- [AIM] Count the lines below that contain the string "mushroom", and give only that number. Matching is case-sensitive.

[Dataset items]
※ ※ ※

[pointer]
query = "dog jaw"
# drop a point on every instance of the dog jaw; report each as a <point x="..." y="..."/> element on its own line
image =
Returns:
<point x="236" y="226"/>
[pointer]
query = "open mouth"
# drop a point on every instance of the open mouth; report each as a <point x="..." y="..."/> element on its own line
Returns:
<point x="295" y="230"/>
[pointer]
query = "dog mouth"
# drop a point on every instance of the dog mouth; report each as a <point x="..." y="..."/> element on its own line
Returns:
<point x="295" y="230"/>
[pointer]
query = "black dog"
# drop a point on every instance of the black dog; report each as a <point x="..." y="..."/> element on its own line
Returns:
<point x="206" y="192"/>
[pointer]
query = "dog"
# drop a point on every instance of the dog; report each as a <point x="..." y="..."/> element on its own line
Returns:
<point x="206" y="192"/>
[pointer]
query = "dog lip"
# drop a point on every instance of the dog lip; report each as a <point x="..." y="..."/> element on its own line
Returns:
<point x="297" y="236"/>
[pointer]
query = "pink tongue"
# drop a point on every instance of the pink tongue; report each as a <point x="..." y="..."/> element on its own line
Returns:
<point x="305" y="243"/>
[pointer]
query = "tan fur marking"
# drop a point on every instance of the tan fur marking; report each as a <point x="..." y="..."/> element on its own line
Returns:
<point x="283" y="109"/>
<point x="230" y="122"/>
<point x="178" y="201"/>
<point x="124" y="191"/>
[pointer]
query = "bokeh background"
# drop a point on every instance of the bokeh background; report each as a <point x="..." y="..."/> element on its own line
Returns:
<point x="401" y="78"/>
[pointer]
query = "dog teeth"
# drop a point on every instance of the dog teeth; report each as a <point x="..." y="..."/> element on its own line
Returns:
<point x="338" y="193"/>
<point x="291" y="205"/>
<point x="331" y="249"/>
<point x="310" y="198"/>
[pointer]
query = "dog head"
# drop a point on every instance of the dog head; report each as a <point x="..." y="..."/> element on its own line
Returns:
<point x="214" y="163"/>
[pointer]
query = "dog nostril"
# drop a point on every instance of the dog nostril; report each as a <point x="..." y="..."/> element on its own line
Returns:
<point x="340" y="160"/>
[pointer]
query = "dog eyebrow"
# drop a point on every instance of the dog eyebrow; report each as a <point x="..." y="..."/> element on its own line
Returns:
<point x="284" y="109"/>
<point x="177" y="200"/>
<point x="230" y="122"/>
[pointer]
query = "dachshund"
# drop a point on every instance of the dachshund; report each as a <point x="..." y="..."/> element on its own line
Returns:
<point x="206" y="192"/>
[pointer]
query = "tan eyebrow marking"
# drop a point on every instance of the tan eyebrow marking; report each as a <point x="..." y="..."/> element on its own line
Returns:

※ ※ ※

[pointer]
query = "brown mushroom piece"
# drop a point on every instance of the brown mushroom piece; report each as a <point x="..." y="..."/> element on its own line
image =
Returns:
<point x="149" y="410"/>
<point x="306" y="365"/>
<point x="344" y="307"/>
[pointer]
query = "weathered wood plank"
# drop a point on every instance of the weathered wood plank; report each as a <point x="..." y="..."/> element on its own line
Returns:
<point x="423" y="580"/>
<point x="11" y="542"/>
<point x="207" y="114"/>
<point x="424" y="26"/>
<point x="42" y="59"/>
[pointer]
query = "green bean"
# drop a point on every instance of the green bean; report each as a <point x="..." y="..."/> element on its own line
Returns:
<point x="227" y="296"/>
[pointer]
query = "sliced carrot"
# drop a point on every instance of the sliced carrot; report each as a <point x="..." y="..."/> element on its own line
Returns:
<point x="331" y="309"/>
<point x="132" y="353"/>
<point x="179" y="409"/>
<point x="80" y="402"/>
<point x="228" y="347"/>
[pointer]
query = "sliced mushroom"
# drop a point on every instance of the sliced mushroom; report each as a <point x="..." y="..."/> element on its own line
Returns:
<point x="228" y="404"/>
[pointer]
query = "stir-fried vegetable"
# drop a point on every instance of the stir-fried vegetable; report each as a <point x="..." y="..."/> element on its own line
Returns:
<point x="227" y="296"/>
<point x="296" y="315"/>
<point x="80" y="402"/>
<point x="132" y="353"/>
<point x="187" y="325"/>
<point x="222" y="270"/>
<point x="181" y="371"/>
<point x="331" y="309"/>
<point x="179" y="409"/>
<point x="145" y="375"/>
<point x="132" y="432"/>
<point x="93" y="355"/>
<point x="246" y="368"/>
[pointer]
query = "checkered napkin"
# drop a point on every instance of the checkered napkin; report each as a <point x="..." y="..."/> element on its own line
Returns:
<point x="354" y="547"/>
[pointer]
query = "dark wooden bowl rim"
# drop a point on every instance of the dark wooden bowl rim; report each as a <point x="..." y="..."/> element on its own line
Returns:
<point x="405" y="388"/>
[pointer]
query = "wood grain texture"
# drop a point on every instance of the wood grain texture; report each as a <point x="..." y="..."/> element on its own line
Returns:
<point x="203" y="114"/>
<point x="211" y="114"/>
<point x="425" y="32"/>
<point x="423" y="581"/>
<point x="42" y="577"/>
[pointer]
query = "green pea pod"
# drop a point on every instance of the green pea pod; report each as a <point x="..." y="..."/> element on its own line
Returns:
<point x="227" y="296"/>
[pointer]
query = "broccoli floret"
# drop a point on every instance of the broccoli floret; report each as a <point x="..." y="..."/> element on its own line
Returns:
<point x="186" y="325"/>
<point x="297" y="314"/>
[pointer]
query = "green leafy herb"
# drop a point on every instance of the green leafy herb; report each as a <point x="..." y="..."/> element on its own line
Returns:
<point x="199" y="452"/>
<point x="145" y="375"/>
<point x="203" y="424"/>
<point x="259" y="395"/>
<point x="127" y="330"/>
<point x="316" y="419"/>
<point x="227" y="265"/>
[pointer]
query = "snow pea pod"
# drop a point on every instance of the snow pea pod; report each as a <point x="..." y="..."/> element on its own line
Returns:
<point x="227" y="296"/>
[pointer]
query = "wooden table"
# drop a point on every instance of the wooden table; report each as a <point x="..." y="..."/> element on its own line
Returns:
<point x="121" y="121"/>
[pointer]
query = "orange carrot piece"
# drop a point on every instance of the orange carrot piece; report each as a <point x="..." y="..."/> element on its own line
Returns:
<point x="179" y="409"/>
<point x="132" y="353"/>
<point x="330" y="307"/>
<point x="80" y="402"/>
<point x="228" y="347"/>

※ ※ ※

- [CORRECT RESULT] 4